■ Records from a collection
▼

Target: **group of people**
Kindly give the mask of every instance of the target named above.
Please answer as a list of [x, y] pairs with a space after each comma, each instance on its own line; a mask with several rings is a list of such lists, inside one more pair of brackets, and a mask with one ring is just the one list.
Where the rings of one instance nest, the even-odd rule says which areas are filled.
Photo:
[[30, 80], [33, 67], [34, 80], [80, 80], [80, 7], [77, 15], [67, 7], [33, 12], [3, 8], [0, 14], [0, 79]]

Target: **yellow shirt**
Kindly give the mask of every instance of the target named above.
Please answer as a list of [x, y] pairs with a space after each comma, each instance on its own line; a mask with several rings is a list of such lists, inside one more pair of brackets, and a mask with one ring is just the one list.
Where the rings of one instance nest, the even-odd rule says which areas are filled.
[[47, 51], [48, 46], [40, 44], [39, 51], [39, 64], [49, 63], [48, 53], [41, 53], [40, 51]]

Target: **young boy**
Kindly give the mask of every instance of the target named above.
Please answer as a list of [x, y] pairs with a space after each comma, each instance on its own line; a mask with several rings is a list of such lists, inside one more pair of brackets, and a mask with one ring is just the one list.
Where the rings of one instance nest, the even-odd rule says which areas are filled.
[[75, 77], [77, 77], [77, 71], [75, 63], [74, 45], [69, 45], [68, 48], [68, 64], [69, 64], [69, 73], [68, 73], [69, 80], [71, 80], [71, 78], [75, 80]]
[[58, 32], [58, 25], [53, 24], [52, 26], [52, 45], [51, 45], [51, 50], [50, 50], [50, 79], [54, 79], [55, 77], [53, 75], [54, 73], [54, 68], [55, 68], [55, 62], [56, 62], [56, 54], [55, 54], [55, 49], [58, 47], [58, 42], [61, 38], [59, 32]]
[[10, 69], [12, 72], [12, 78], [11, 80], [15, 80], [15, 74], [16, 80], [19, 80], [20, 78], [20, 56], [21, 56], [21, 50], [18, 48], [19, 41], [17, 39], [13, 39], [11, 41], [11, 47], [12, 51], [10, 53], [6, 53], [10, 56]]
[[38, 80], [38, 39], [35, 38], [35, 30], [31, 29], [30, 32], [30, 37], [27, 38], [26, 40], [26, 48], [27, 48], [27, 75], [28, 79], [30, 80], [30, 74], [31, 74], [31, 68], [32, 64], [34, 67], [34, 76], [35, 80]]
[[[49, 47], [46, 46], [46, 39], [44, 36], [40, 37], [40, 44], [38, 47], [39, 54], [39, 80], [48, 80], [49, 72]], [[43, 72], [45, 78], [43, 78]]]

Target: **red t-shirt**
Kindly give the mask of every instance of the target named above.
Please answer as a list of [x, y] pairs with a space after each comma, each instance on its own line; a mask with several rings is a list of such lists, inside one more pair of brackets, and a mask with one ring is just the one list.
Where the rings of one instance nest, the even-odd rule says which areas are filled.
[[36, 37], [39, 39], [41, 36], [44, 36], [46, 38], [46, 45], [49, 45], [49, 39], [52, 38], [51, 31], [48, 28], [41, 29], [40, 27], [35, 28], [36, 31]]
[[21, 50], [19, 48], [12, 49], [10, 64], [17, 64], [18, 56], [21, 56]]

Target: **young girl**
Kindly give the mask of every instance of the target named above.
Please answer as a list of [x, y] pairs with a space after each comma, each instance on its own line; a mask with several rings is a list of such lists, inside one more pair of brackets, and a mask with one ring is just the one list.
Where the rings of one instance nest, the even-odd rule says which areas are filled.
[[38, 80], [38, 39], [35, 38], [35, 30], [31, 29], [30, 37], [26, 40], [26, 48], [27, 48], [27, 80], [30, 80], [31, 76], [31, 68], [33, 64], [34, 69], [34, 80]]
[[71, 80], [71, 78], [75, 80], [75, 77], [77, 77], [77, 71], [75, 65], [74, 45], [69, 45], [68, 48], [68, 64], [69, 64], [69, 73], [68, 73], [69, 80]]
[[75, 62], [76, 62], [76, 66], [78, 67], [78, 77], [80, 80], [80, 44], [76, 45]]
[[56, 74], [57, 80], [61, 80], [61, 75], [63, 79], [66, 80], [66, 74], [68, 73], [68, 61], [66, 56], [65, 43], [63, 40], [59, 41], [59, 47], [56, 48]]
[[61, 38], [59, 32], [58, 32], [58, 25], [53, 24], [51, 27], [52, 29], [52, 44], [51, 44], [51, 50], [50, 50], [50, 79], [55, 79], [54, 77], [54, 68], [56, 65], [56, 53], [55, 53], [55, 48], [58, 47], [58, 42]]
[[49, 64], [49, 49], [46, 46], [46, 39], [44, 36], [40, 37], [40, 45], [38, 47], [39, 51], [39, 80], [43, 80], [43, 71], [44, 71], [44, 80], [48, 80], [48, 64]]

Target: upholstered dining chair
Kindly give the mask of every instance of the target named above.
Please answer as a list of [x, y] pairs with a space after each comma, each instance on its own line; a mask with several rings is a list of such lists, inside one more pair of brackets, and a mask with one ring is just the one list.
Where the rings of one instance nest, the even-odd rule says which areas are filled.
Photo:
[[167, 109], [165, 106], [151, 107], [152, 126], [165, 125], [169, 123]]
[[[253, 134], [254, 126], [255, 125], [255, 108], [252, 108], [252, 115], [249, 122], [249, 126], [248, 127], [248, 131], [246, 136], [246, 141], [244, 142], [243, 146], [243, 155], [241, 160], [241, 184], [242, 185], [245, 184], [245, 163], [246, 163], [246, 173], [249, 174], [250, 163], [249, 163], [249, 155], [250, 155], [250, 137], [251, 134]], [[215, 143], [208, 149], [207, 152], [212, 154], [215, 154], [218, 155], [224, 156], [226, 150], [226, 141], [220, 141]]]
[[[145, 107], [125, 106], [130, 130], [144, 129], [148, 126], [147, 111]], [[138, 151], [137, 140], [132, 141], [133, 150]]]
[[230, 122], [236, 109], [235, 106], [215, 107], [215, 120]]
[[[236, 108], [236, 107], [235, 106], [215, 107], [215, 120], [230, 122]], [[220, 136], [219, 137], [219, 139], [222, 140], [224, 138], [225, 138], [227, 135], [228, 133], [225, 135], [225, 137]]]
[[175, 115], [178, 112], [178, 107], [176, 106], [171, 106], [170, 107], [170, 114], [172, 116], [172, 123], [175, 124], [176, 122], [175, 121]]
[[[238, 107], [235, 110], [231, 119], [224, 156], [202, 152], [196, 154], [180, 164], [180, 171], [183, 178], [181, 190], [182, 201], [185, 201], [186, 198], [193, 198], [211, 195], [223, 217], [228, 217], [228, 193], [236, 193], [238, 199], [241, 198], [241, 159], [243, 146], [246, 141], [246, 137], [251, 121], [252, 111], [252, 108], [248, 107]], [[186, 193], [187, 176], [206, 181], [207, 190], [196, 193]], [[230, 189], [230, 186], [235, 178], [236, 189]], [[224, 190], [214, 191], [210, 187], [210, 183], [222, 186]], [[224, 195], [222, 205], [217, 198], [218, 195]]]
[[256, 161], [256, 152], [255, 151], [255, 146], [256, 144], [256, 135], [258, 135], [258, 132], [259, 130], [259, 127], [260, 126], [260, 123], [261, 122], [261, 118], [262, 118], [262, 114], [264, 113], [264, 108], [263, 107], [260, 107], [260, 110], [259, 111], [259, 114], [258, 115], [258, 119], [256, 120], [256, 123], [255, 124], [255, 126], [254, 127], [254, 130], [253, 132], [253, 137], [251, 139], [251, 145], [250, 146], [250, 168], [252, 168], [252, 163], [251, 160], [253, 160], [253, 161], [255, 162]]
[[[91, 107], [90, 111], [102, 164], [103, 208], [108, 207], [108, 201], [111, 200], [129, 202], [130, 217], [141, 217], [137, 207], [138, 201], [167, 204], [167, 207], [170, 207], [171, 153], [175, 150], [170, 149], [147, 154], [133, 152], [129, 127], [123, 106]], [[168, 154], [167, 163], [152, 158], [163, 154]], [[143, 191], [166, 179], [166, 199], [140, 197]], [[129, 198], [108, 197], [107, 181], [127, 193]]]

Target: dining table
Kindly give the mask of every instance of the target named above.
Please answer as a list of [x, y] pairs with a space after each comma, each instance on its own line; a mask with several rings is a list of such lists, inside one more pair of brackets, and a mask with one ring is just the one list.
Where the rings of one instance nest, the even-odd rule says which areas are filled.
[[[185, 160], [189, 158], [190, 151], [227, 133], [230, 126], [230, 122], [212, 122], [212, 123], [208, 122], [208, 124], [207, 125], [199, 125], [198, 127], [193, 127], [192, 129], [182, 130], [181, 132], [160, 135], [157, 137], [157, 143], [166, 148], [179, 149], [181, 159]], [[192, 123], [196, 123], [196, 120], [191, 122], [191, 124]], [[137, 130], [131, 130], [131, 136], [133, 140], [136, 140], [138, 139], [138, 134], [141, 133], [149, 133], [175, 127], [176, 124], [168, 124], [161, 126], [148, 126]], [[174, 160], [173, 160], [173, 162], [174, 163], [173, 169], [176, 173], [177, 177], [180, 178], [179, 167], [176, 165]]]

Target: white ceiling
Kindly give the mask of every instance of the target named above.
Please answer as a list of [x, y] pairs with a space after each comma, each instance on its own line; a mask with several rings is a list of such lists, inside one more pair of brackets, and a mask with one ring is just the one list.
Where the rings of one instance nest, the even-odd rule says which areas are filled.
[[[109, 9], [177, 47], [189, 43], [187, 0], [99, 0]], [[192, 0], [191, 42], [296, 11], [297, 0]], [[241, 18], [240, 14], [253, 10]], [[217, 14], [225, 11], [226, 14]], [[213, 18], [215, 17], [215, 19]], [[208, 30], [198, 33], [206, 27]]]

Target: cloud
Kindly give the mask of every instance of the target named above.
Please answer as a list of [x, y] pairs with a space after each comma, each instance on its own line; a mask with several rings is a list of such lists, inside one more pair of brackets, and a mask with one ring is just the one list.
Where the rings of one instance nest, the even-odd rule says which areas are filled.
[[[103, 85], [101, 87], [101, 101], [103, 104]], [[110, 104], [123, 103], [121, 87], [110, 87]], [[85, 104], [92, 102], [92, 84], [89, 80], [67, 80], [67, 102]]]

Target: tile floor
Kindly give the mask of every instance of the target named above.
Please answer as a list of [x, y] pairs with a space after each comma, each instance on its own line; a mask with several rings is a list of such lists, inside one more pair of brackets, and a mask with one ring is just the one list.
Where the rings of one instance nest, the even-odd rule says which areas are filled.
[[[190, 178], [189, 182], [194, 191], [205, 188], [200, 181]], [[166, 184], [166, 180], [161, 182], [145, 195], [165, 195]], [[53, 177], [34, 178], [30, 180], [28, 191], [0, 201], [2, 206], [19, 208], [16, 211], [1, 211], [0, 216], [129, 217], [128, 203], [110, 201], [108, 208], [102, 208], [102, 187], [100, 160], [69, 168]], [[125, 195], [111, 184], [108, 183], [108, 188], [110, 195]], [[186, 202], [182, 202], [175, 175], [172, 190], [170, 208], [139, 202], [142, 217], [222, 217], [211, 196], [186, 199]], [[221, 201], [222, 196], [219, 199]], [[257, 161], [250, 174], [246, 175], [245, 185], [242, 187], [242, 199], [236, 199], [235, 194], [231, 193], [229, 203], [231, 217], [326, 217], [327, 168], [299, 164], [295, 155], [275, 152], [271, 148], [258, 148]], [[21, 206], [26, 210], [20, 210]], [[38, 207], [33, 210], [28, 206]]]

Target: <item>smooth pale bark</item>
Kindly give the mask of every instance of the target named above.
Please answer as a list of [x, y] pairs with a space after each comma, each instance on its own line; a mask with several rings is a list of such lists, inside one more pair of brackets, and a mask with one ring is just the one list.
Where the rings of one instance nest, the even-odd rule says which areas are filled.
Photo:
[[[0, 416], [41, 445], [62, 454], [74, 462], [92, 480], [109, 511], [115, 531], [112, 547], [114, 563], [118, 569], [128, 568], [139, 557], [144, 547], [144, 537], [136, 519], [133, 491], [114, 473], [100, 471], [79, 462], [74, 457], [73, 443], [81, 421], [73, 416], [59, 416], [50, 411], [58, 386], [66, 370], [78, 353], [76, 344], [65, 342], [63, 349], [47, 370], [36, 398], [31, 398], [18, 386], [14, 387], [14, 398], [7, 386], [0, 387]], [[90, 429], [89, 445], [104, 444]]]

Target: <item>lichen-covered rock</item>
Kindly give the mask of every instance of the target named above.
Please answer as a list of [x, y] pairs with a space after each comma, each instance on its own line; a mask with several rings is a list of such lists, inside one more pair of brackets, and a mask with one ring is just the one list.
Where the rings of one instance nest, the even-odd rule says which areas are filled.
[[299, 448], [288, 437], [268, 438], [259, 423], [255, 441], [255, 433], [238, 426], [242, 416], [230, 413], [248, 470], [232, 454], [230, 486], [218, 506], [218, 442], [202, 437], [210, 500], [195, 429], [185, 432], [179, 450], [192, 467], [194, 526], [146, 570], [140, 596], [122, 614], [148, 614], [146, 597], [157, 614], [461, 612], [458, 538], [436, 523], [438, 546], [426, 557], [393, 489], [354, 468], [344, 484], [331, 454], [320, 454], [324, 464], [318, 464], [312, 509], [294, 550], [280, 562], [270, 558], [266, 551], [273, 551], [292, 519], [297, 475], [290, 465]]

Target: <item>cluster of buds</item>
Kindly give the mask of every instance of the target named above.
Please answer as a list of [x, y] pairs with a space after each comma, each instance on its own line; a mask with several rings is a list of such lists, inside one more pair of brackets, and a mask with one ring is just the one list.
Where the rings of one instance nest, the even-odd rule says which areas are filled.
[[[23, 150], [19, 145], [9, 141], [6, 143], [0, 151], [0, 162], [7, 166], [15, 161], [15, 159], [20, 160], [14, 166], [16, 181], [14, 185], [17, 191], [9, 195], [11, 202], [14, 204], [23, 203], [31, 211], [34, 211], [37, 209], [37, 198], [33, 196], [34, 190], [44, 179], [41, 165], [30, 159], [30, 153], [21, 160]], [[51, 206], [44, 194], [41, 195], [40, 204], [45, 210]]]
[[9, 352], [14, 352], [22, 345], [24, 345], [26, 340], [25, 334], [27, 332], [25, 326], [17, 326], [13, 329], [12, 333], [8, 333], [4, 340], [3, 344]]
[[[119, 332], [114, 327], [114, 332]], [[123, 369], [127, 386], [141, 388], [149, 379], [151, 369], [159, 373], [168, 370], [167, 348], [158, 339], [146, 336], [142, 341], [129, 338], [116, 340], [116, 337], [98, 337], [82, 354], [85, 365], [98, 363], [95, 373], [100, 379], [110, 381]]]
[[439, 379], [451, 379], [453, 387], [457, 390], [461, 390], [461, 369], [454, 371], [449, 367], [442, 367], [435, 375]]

▲

■ WHAT IS ASKED
Please write out, without any change, every line from the beginning of the rows through the line containing "53], [40, 51]]", including that line.

■ REPLY
Target: **group of people**
Kindly give the mask of every instance of the target named above.
Please answer as a list of [x, y] pairs with a space after each comma, each instance on its own line; a mask with several rings is a list of such lists, inside one more pair of brackets, and a mask with one ring is just the one list.
Where the rings of one instance nest, the even-odd rule says which areas are filled.
Photo:
[[30, 80], [33, 67], [34, 80], [80, 80], [80, 7], [77, 15], [67, 7], [33, 12], [3, 8], [0, 14], [0, 79]]

Target: **yellow shirt**
Kindly give the mask of every instance of the target named above.
Please answer as a list of [x, y] pairs with a space after each comma, each instance on its own line; a mask with several rings is a list of such lists, inside one more pair of brackets, and a mask with one ring is just the one list.
Where the rings of one instance nest, the even-odd rule says which areas are filled.
[[47, 51], [48, 46], [40, 44], [39, 51], [39, 64], [49, 63], [48, 53], [41, 53], [40, 51]]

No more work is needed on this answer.